TASK TO COMPLETE: Read through the lines below for the string "Target" and copy each one that has it.

PROVIDED DATA:
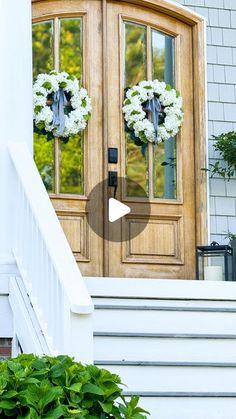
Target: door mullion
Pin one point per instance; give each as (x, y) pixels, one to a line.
(105, 133)
(150, 146)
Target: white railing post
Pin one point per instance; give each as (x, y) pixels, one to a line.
(15, 103)
(48, 269)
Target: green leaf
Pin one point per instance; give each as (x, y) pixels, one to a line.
(38, 108)
(92, 388)
(107, 407)
(56, 413)
(10, 394)
(47, 85)
(62, 85)
(127, 102)
(76, 387)
(135, 93)
(7, 404)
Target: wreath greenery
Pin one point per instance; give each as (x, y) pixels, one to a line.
(61, 107)
(169, 115)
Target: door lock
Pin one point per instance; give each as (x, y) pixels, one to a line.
(113, 181)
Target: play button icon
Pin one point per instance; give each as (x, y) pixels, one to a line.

OUTPUT FOR THIS EXERCISE:
Target: door mullion
Target: white railing post
Target: green leaf
Target: wreath greenery
Target: door lock
Target: play button icon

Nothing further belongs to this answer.